Task instructions
Each entry is to be retyped exactly as it stands.

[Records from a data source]
※
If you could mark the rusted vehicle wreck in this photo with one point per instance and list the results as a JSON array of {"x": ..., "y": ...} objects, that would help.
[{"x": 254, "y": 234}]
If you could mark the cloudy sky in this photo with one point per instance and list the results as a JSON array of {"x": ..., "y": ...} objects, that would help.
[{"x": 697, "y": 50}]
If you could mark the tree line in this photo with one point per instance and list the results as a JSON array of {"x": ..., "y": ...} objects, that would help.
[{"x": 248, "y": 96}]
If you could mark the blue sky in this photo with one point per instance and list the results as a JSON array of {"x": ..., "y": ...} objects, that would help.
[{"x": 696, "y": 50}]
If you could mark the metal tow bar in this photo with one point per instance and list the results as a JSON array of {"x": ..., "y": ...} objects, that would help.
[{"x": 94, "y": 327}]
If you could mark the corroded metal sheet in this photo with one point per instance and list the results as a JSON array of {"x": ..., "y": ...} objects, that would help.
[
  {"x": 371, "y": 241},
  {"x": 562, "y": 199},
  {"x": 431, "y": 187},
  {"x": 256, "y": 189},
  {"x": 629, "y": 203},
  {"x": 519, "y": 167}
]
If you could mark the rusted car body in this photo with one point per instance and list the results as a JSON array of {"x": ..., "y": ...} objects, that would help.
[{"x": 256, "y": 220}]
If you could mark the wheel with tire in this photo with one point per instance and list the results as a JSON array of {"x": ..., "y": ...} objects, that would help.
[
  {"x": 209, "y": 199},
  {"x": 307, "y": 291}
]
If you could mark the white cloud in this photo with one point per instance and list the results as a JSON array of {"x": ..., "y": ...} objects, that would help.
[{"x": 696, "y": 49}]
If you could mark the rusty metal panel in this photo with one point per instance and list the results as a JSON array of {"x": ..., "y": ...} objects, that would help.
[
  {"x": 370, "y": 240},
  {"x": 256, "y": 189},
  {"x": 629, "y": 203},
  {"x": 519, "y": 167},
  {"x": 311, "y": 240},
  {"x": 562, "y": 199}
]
※
Task response
If you could mark the rusted vehicle wreck in this photo with one point per instance and list the results as a JSON array of {"x": ..., "y": ...} objects, that would help.
[{"x": 254, "y": 234}]
If you could mark the cloudy sky in this photo with one point per instance and list the results as a JSON array of {"x": ..., "y": ...} objects, that would help.
[{"x": 697, "y": 50}]
If you could mark the tree line in this photo with one point per instance and list the results as a JSON array of {"x": ..., "y": ...} objects, that would help.
[{"x": 248, "y": 96}]
If you could mark the blue sky in this photo with one point per instance and list the results as a JSON array of {"x": ..., "y": ...} objects, that would help.
[{"x": 696, "y": 50}]
If you could mark the metal tow bar in this photo with one point per instance and list the results as a JSON array of {"x": ..., "y": ...} objects, that would help.
[{"x": 94, "y": 327}]
If you could mark the corroded metal sheet in this photo with one point per instance and list the results as a JSON array of {"x": ..., "y": ...} objects, that would help.
[
  {"x": 371, "y": 241},
  {"x": 562, "y": 199},
  {"x": 431, "y": 187},
  {"x": 256, "y": 189},
  {"x": 629, "y": 203},
  {"x": 519, "y": 167}
]
If you could mark the rusted car body in this photo with one point per instance and list the results as a JSON array of {"x": ..., "y": ...} objects, that would help.
[{"x": 256, "y": 220}]
If you could mark the wheel with tire in this photo with one point per instance and list the results as a JSON array of {"x": ..., "y": ...} objects, that would help.
[
  {"x": 209, "y": 199},
  {"x": 307, "y": 291}
]
If you could mark the white cloud in this photo with one point per instance and list the results as a JSON array of {"x": ..., "y": ...} objects, that would help.
[{"x": 696, "y": 49}]
If you could mark the rusty metal panel in this photo with one point per instance and list the results as a JSON array of {"x": ..., "y": ...} objects, that would help.
[
  {"x": 370, "y": 240},
  {"x": 256, "y": 189},
  {"x": 629, "y": 203},
  {"x": 519, "y": 167},
  {"x": 311, "y": 240},
  {"x": 562, "y": 199}
]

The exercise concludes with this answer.